Task to carry out => Report in full each line of the material below that contains the word "blue". Matching is case-sensitive.

(Entries from a point annotation set)

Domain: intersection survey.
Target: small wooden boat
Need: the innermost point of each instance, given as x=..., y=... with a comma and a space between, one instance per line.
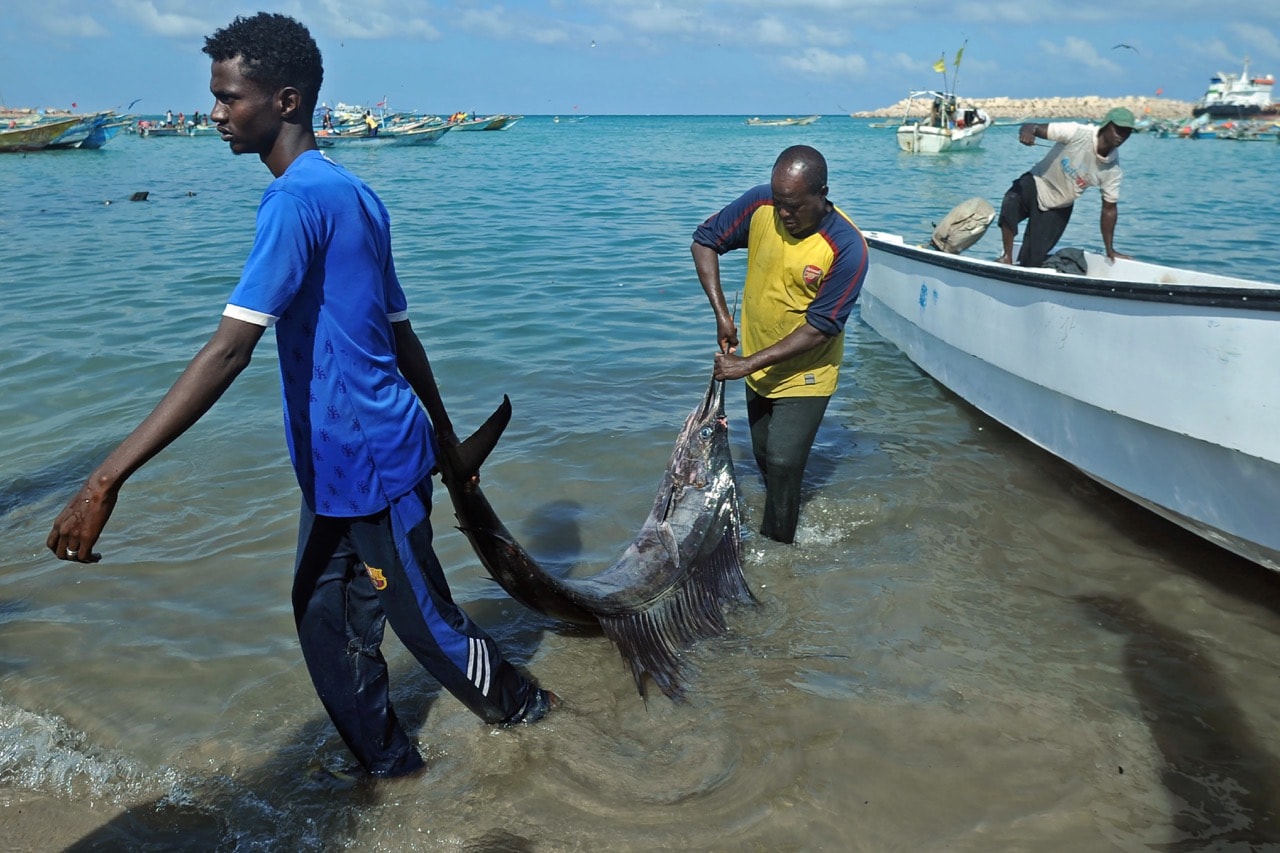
x=425, y=135
x=165, y=131
x=786, y=122
x=1153, y=381
x=36, y=137
x=945, y=127
x=499, y=122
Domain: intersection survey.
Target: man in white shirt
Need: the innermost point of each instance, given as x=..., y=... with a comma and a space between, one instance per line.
x=1084, y=155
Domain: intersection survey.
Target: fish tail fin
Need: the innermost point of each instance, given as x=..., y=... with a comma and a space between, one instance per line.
x=652, y=639
x=466, y=459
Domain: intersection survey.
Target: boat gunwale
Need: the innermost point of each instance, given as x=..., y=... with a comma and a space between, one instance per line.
x=1200, y=295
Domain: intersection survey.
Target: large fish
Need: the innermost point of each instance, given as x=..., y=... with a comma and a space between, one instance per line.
x=671, y=585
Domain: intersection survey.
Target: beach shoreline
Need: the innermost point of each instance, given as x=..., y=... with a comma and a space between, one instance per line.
x=1089, y=106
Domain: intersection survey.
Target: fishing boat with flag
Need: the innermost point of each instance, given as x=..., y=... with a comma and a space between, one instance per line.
x=936, y=122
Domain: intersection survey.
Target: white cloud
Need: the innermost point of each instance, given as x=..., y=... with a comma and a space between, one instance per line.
x=373, y=19
x=823, y=63
x=1082, y=53
x=76, y=27
x=164, y=22
x=504, y=24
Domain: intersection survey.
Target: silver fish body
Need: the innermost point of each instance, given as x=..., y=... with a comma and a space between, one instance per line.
x=675, y=580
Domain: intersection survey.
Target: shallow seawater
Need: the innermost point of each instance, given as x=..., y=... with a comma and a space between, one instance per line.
x=972, y=646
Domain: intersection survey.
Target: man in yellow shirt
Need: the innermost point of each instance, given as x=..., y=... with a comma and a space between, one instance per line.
x=805, y=264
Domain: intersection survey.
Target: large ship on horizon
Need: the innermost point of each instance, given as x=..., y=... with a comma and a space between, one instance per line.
x=1238, y=96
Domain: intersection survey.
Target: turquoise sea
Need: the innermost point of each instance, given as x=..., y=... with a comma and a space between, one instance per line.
x=972, y=647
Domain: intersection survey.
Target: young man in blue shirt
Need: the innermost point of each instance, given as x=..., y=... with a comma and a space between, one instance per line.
x=353, y=372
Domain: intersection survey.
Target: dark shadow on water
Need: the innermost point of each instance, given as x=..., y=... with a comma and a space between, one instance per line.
x=282, y=802
x=60, y=477
x=1224, y=788
x=1176, y=547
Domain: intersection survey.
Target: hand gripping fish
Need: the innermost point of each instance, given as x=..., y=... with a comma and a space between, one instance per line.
x=671, y=585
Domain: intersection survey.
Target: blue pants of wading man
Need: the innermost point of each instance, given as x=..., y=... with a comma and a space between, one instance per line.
x=782, y=433
x=353, y=575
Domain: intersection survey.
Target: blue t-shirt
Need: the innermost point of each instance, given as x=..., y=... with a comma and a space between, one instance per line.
x=321, y=273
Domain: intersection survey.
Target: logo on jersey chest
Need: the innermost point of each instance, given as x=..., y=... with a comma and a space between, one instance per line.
x=376, y=576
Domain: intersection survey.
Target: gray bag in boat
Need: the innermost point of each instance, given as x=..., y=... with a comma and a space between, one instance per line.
x=963, y=227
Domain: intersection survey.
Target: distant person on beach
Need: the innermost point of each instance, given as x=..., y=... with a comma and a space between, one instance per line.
x=805, y=263
x=320, y=272
x=1084, y=155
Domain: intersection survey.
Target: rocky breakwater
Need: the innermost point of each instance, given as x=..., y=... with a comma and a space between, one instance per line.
x=1089, y=106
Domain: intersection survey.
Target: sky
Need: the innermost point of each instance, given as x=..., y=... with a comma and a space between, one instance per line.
x=644, y=56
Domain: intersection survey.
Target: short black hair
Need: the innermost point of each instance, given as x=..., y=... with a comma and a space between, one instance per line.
x=274, y=51
x=808, y=162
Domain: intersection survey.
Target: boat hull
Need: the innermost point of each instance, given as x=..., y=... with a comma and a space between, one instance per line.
x=1148, y=379
x=922, y=138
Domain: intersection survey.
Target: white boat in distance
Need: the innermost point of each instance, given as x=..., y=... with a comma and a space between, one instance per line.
x=1238, y=96
x=1156, y=382
x=942, y=127
x=786, y=122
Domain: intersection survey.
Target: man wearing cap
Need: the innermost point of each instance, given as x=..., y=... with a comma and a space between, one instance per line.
x=1084, y=155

Reply =>
Target: young man in blue shirt
Target: blue pants of wading man
Target: blue t-shirt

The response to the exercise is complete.